▶ **PASSAGE SHOWN**
--
# Introduction

Complete this exercise on pandas to gain an understanding on how to create tabular data in python.

In [None]:
import pandas as pd

## Creating and Using DataFrames

### 1a. Create a DataFrame from the `data` list shown in the cell. 

In [None]:
# Run this cell to generate the data list
data = [['Hippocampus',3.5],['Amygdala',2.1],['Cerebellum',100.4]]

<details>
  <summary>Click on the dropdown to hide/unhide the answer!</summary>
  
  ### Answer
  <pre>
      df = pd.DataFrame(data)
      df.head()
  </pre>
</details>

### 1b. Use the .columns method to rename the `DataFrame` columns to "Brain Region" and "Volume (cc)", then display the `DataFrame.

<details>
  <summary>Click on the dropdown to hide/unhide the answer!</summary>
  
  ### Answer
  <pre>
      df.columns = ["Brain Region", "Volume (cc)"]
      df.head()
  </pre>
</details>

### 1c. Use the iloc method to display the hippocampus's volume.

<details>
  <summary>Click on the dropdown to hide/unhide the answer!</summary>
  
  ### Answer
  <pre>
      df.iloc[0,1]
  </pre>
</details>

### 1d. Create a new column containing the number of neurons in each brain region, assign a random number of your choice to each brain region.

<details>
  <summary>Click on the dropdown to hide/unhide the answer!</summary>
  
  ### Answer
  <pre>
      df['Neuron Count (millions)'] = [100, 50, 10000]
      df.head()
--
▶ **LIST OF TASKS**
[1] Answer these questions about the pandas exercise:
(a) What volume is listed for the Cerebellum in the `data` list?
(b) Which two names does the answer to 1b give the columns?
(c) What expression does the answer to 1c use to display the hippocampus's volume?
[2] Pick up the pandas exercise on DataFrames from the point where it stops and continue it.
--
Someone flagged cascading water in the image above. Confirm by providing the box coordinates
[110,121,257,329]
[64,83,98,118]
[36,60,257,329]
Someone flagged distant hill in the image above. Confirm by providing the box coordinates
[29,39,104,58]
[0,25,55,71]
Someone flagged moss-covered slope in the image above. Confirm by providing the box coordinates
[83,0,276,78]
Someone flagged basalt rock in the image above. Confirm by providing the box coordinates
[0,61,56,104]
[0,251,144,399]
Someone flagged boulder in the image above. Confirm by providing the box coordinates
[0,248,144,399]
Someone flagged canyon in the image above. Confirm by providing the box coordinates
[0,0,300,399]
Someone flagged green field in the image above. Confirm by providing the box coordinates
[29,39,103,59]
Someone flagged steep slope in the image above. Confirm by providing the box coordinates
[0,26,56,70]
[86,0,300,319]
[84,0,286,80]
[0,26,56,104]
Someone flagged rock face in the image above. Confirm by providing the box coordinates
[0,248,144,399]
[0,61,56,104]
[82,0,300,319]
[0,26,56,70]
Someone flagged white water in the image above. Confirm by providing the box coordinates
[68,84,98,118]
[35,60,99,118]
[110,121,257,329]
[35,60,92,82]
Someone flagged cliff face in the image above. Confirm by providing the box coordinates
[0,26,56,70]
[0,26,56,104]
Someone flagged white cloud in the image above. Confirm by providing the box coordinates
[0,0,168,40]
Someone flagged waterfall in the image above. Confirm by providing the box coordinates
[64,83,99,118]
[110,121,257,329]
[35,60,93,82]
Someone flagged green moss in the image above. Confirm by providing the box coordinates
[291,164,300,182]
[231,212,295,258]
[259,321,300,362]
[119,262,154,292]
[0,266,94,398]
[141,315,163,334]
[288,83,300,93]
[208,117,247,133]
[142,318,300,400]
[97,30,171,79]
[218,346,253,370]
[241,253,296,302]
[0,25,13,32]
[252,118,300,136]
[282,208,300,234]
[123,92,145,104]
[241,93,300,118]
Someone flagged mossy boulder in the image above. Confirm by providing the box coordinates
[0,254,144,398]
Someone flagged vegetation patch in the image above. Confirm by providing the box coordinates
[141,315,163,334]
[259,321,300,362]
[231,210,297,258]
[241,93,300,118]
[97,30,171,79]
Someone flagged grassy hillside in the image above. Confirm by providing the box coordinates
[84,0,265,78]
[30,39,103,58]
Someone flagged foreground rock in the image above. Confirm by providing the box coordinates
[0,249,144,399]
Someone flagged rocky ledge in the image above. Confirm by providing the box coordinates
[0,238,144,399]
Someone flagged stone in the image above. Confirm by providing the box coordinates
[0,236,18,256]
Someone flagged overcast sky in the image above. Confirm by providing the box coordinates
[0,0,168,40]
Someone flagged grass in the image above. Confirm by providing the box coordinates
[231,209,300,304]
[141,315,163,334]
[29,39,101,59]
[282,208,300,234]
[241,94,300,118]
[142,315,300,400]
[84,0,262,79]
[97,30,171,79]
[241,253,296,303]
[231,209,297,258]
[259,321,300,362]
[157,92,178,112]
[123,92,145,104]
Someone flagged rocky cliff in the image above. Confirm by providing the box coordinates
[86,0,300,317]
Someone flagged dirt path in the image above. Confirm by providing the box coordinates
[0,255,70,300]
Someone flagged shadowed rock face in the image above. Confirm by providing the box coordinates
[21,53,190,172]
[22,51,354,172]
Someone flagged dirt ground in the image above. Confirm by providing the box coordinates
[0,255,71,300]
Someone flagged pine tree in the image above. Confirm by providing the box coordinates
--
▶ **TASK RESPONSES**
[1]
(a) 100.4
(b) "Brain Region" and "Volume (cc)"
(c) `df.iloc[0,1]`

[2]
  </pre>
</details>

### 1e. Write a boolean mask to indicate a true/false value when the brain region's volume is less than 5 cc.

<details>
  <summary>Click on the dropdown to hide/unhide the answer!</summary>
  
  ### Answer
  <pre>
      bool_a= df['Volume (cc)']<5
      bool_a
  </pre>
</details>

### 1f. Display the entire row of the brain region whose volume is over 5 cc.

<details>
  <summary>Click on the dropdown to hide/unhide the answer!</summary>
  
  ### Answer
  <pre>
      df.loc[df['Volume (cc)']>5] or df[df['Volume (cc)']>5]
  </pre>
</details>

### 1g. Assign the `brain_regions.csv` file to a second DataFrame called "df_brain_regions" and print the DataFrame.

<details>
  <summary>Click on the dropdown to hide/unhide the answer!</summary>
  
  ### Answer
  <pre>
      df_brain_regions = pd.read_csv('brain_regions.csv')
      print(df_brain_regions)
  </pre>
</details>

### 1h. Determine the dimensions of `df_brain_regions`.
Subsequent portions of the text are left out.